— Start of Record set —

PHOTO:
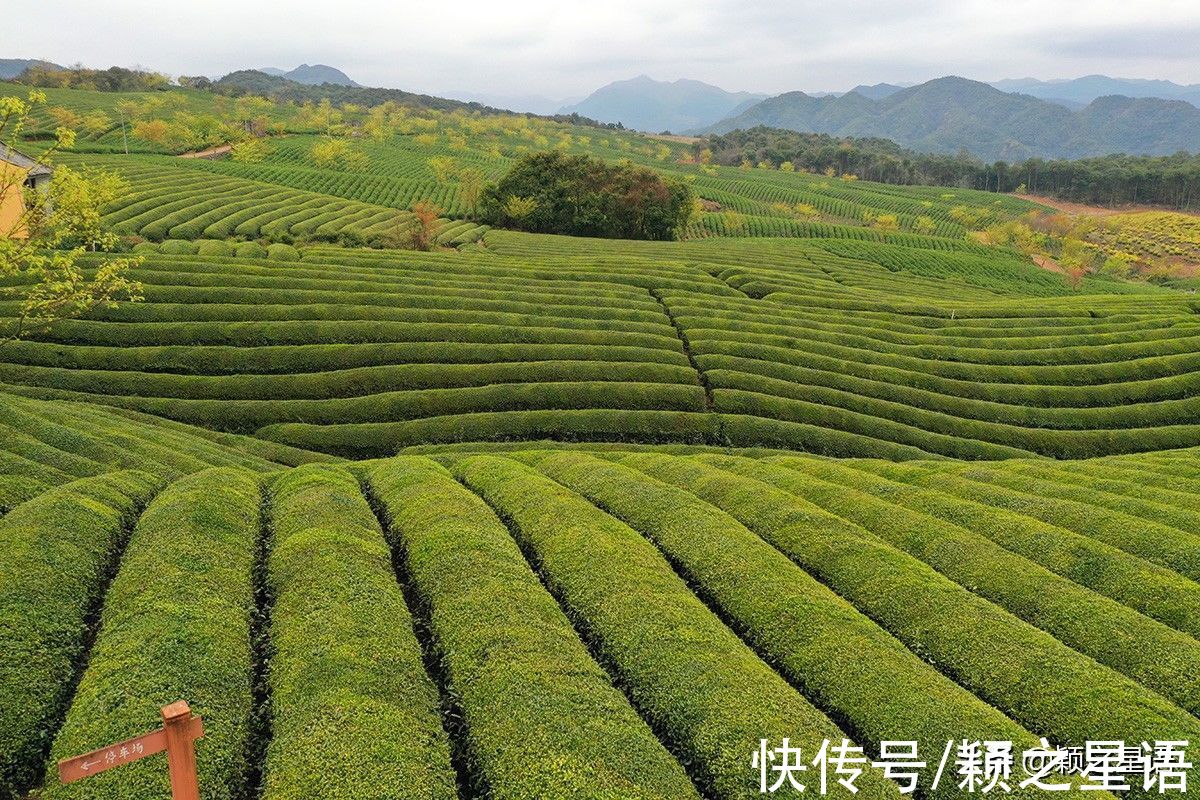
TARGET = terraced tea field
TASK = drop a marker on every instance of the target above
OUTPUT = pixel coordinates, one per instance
(552, 517)
(637, 620)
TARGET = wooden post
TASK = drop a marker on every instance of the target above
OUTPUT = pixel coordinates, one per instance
(177, 721)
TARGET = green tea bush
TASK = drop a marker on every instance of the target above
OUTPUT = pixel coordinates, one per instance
(844, 661)
(513, 660)
(1144, 649)
(280, 252)
(702, 689)
(987, 650)
(346, 666)
(177, 625)
(214, 247)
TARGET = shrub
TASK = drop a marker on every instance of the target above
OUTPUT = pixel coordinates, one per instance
(214, 247)
(1146, 650)
(1153, 590)
(845, 662)
(693, 679)
(177, 625)
(511, 657)
(251, 250)
(346, 661)
(581, 196)
(178, 247)
(280, 252)
(1158, 543)
(958, 630)
(373, 440)
(59, 552)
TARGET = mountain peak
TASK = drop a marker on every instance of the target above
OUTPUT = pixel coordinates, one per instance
(647, 104)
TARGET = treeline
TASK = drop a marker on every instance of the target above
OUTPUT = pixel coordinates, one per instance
(581, 196)
(1170, 181)
(111, 79)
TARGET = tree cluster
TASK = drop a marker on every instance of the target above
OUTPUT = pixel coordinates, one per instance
(580, 196)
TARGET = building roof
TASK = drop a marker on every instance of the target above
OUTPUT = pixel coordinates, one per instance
(24, 162)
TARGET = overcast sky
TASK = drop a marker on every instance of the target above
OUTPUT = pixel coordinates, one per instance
(559, 48)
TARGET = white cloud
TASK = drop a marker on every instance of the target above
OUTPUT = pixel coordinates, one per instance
(568, 48)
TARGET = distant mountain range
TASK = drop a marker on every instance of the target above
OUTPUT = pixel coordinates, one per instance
(1081, 91)
(647, 104)
(953, 114)
(312, 74)
(13, 67)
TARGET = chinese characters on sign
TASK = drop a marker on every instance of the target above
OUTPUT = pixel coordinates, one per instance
(978, 767)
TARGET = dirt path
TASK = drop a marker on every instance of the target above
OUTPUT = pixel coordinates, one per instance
(211, 152)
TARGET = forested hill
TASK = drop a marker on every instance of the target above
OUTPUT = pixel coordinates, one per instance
(953, 114)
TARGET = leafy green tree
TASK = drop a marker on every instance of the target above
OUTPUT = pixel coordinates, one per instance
(40, 250)
(582, 196)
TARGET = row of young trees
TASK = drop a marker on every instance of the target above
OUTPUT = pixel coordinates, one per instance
(581, 196)
(1171, 181)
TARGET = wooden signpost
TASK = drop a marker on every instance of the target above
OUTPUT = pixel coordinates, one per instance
(178, 732)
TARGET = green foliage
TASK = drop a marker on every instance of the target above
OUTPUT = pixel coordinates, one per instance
(175, 626)
(580, 196)
(60, 548)
(695, 681)
(930, 613)
(53, 228)
(513, 660)
(353, 713)
(816, 639)
(280, 252)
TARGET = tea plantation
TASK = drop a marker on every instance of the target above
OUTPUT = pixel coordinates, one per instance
(534, 516)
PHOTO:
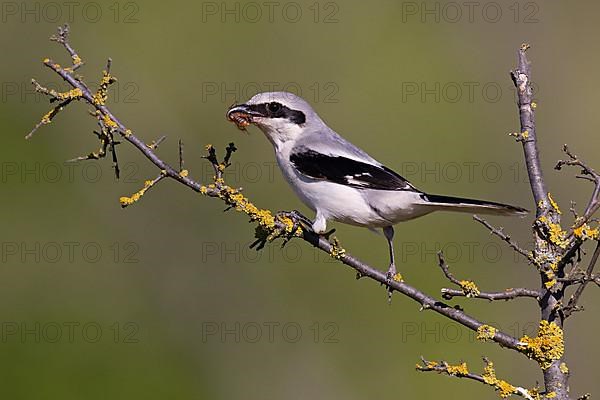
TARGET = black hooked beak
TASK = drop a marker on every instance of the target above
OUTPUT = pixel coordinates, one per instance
(242, 115)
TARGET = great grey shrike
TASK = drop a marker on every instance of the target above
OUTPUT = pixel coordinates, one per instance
(336, 179)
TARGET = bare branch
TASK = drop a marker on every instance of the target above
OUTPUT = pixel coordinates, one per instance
(522, 80)
(469, 289)
(500, 233)
(508, 294)
(572, 305)
(488, 377)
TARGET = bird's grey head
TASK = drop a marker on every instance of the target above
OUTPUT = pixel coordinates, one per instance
(282, 116)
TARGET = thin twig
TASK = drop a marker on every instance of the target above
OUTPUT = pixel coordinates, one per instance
(500, 233)
(572, 305)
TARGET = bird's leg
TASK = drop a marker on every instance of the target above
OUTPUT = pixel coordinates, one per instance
(298, 219)
(388, 232)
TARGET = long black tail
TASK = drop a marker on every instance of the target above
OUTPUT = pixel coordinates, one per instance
(472, 206)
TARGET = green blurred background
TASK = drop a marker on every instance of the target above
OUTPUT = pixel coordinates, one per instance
(163, 299)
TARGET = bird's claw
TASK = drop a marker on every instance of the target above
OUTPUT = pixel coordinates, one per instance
(298, 221)
(389, 278)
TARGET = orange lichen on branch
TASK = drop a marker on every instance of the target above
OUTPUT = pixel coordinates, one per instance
(127, 201)
(485, 333)
(584, 232)
(504, 388)
(554, 204)
(338, 252)
(557, 235)
(547, 346)
(101, 94)
(469, 288)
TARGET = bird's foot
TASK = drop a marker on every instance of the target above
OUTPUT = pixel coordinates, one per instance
(299, 221)
(328, 234)
(389, 277)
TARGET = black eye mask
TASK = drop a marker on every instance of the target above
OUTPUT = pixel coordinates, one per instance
(278, 110)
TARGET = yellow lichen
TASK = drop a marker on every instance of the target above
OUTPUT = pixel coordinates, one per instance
(427, 366)
(553, 203)
(551, 278)
(547, 346)
(558, 236)
(458, 370)
(101, 95)
(504, 388)
(586, 232)
(485, 333)
(109, 122)
(126, 201)
(469, 288)
(47, 118)
(70, 95)
(337, 251)
(563, 368)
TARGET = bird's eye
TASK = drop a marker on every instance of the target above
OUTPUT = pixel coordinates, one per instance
(273, 107)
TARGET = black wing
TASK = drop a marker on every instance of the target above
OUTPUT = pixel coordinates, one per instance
(347, 171)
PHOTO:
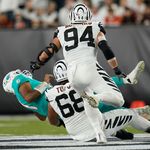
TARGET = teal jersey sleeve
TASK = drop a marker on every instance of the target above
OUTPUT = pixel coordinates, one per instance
(40, 105)
(119, 81)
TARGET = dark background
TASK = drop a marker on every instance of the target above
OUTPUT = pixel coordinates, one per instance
(130, 44)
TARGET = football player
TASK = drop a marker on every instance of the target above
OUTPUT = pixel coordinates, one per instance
(69, 105)
(79, 41)
(28, 91)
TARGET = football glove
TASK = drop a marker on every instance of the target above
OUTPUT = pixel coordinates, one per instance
(101, 28)
(34, 65)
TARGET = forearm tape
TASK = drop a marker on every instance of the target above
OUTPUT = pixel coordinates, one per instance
(108, 53)
(42, 87)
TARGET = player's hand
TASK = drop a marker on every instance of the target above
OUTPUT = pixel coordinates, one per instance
(101, 28)
(34, 65)
(119, 73)
(48, 78)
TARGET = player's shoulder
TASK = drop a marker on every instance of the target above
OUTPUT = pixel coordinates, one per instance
(19, 79)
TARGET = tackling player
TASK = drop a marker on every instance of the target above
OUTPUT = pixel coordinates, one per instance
(79, 41)
(30, 92)
(69, 105)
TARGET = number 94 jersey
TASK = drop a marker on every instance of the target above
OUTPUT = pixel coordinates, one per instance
(68, 104)
(78, 41)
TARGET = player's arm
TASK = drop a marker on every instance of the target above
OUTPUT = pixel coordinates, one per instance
(30, 94)
(46, 53)
(53, 117)
(107, 51)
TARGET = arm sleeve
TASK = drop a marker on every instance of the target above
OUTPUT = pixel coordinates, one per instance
(119, 81)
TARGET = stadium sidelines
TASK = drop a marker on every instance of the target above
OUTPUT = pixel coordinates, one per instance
(140, 142)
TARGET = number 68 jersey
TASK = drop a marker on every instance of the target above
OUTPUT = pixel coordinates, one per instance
(78, 41)
(68, 104)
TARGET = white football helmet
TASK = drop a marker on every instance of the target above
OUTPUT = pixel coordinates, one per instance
(80, 14)
(60, 71)
(8, 79)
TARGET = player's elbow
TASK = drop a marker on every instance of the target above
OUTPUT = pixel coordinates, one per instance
(100, 37)
(29, 99)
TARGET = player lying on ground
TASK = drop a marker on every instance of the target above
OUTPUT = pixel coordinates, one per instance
(30, 92)
(79, 42)
(66, 102)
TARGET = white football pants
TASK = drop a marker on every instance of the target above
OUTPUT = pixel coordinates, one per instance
(90, 78)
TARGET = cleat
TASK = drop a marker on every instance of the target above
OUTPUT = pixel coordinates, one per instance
(91, 100)
(132, 78)
(143, 110)
(124, 135)
(101, 138)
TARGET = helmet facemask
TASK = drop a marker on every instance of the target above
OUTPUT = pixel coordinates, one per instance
(60, 71)
(8, 79)
(80, 14)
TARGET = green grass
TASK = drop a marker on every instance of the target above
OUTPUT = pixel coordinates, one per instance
(30, 125)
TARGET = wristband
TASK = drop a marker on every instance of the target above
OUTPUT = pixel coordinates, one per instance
(42, 87)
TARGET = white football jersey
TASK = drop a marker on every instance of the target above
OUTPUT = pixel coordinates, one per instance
(68, 104)
(78, 41)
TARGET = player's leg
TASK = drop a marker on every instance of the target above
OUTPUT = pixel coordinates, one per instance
(119, 118)
(105, 88)
(81, 75)
(132, 77)
(96, 119)
(135, 73)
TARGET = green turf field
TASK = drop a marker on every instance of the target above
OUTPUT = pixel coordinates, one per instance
(30, 125)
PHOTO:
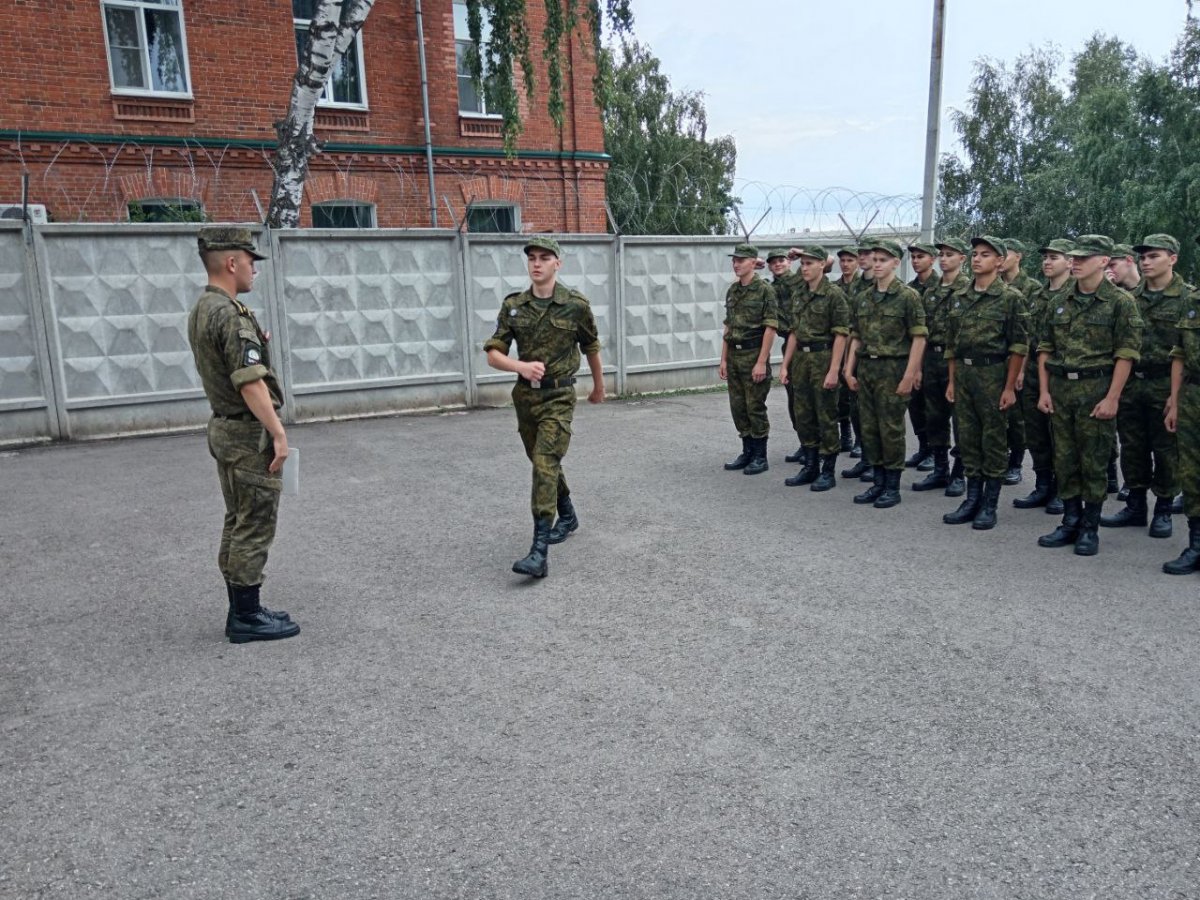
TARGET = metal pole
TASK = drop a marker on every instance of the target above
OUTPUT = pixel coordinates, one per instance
(425, 109)
(933, 121)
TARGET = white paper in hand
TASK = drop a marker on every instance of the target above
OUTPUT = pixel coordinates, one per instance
(292, 472)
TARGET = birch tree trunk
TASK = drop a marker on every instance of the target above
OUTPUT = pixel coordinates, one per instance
(335, 24)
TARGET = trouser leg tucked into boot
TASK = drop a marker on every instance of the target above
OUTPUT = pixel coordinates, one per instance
(567, 521)
(535, 564)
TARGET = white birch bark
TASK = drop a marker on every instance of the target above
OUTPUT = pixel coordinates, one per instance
(335, 25)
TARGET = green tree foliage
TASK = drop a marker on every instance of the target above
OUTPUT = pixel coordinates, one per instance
(1114, 150)
(666, 175)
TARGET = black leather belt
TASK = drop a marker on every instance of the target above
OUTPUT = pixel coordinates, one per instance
(546, 384)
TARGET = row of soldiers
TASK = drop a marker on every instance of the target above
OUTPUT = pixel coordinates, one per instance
(982, 353)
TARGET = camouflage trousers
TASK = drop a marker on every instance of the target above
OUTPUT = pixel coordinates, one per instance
(1149, 451)
(1037, 424)
(983, 441)
(1081, 444)
(244, 451)
(748, 399)
(939, 411)
(881, 411)
(814, 408)
(544, 420)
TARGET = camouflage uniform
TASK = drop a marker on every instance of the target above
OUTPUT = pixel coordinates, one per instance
(552, 331)
(749, 310)
(816, 318)
(983, 329)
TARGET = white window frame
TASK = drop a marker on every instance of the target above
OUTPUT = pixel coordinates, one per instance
(141, 6)
(466, 39)
(327, 96)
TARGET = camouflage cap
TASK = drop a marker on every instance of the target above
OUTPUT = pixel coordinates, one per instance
(957, 244)
(1158, 241)
(544, 241)
(211, 238)
(1059, 245)
(1092, 245)
(886, 246)
(996, 244)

— End of Record set —

Return precisely the lines of the records, starting with the line that holds "TARGET = white paper in hand" and ending with the last one.

Solution to the exercise.
TARGET = white paper in hand
TASK = drop a marker on every instance of the target above
OUTPUT = pixel coordinates, one per instance
(292, 472)
TARGET = birch tree trunk
TASK = drop a marker on every instance of the target above
OUTPUT = pixel coordinates, one per instance
(335, 24)
TARGET = trouser leg tucked into boot
TASK = drop a marker on every instance of the target above
OUTPUT = pixel coordinates, one per instance
(567, 521)
(535, 564)
TARGET = white birch bark
TASK = drop a marker on every instance of the target above
OUTPUT = pixel coordinates, one per instance
(335, 25)
TARGET = green tree foliage
TASK = drop a marker on every instance of the target above
OUTPUT = pixel coordinates, one per instance
(1114, 150)
(666, 175)
TARGET = black leather belt
TASK = drop a marker on every instance of the target above
OUTPUT = pixel coordinates, one per instance
(546, 384)
TARGET = row of soldiers
TASK = drop a marker on every instance of the target above
OUTPUT = pixel coordinates, one per instance
(982, 353)
TARGET = camouflage trousers
TASK = drop a marker on every instance of the target above
OUTPUT = pixel coordinates, one per instance
(1149, 451)
(1037, 424)
(983, 441)
(1081, 444)
(244, 451)
(748, 399)
(939, 411)
(881, 411)
(814, 408)
(544, 420)
TARGET = camouflage uniform
TASK = drop a marker on every instance of the target above
OUTPUT = pixel coordinates, one per instance
(552, 331)
(749, 310)
(816, 318)
(983, 329)
TARGET = white window frame
TASK = drop a marker on every instance of the target above
OUTPUT = pixel coordinates, one per instance
(141, 6)
(466, 39)
(327, 96)
TARGET = camouflage cap
TASK = drop a marker on every instance of the target above
OUTPUT = pixel coordinates, one per instance
(957, 244)
(1158, 241)
(544, 241)
(211, 238)
(1059, 245)
(1092, 245)
(886, 246)
(996, 244)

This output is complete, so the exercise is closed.